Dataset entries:
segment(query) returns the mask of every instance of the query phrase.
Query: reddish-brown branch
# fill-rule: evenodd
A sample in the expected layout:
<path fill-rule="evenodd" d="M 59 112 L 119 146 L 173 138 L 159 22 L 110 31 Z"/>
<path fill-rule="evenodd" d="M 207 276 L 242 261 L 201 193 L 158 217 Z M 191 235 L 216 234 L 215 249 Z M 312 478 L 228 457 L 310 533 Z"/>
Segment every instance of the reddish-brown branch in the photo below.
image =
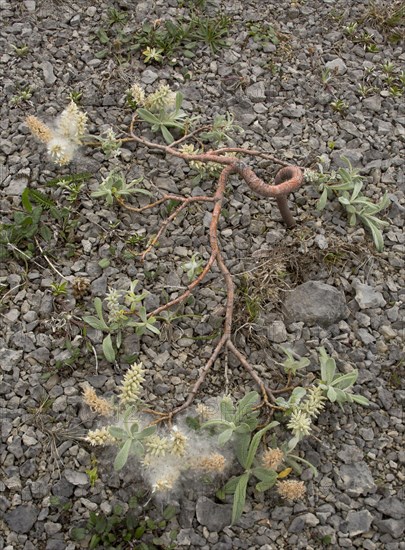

Your objective -> Your task is to return every entry exactly as it was written, with the pictures removed.

Answer below ->
segment(query) returns the mask of every instance of the query phrase.
Query: reddish-brown branch
# fill-rule: evenodd
A sample in the expected layout:
<path fill-rule="evenodd" d="M 59 112 L 119 146 L 173 138 L 159 22 L 110 31 Z"/>
<path fill-rule="evenodd" d="M 207 276 L 242 261 L 201 193 L 158 217 Z M 191 235 L 216 234 L 215 249 Z M 312 478 L 228 457 L 310 533 Z"/>
Segment every instance of the reddish-brown branch in the photo below.
image =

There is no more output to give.